## Exercise prompt
Please rewrite the lines below, replacing "tab character" with "single space" and changing nothing else.

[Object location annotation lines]
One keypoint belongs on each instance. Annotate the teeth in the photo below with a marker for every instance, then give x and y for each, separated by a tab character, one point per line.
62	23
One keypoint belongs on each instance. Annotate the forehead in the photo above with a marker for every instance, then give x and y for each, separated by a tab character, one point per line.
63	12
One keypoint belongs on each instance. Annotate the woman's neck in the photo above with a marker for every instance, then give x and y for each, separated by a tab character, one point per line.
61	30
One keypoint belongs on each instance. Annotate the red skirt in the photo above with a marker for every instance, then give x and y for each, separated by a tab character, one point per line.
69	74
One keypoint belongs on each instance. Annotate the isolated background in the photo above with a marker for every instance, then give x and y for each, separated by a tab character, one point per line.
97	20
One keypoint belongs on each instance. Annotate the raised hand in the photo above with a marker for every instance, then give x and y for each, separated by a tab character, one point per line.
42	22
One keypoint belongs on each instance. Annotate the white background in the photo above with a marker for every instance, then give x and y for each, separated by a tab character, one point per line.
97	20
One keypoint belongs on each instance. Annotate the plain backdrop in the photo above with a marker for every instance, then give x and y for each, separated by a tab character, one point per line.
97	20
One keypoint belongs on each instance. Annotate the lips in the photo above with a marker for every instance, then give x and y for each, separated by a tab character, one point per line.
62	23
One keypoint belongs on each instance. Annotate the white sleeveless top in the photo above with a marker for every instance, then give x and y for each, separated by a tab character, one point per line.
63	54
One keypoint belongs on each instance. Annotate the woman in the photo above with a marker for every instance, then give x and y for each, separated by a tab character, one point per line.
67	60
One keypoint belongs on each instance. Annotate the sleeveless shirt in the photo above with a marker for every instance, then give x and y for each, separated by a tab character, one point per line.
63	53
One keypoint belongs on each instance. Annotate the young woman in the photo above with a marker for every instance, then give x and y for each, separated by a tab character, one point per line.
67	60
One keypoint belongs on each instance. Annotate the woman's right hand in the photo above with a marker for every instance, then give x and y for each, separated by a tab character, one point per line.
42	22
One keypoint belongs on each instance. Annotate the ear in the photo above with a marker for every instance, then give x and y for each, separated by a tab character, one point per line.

## Reply
One keypoint belongs on each instance. Annotate the teeth in the photo below with a marker for every instance, then give x and y for each, separated by a single space, one point per line.
62	23
One keypoint belongs on each instance. Annotate the forehead in the photo above with a marker for every instance, then give x and y for each, separated by a single space, one point per line.
63	12
One keypoint belongs on each instance. Annotate the woman's neck in the photo above with a marker for every instance, then give x and y for each, separated by a single space, one point per line.
61	30
One keypoint belongs on each instance. Annotate the red skirt in the photo above with a marker for every instance, then give x and y for each, separated by a single space, one point per line.
69	74
One keypoint belongs on each instance. Annotate the isolated background in the photo above with a marker for every instance, then give x and y for each, separated by a single space, one point per line.
97	20
One keypoint belongs on each instance. Annotate the raised hand in the photo above with a marker for every instance, then give x and y for each, separated by a single space, one point per line.
42	22
One keypoint belongs on each instance. Annotate the white background in the photo above with a marker for every instance, then give x and y for each, separated by a single space, one point per line.
97	20
One keypoint belongs on each instance. Annotate the plain backdrop in the photo above with a marker for every instance, then give x and y for each, separated by a single space, one point per line.
97	20
One keypoint belongs on each instance. Annotate the lips in the photo above with a marker for every instance, then give x and y for each, separated by a single space, one point per line.
62	23
One keypoint belongs on each instance. Annotate the white sleeveless top in the photo above with a marker for every instance, then give x and y for each, separated by a single space, one point per line.
63	54
One keypoint belongs on each instance. Annotate the woman in the photo above with a marker for every instance, then give x and y for each, separated by a single space, one point per line.
67	60
One keypoint belongs on each instance. Annotate the sleeveless shirt in the photo above with a marker for every instance, then give x and y for each, separated by a single space, one point per line.
63	53
One keypoint belongs on each instance. Annotate the young woman in the photo above with a marker for every instance, then give x and y for each, separated by a single space, one point per line.
67	60
One keypoint belongs on each instance. Annotate the woman's right hand in the photo above with a marker for every instance, then give x and y for each, separated by a single space, one point per line.
42	22
One keypoint belongs on each instance. Annotate the ear in the photo above with a marker for every instance, then give x and y for each, separated by a single space, one point per line.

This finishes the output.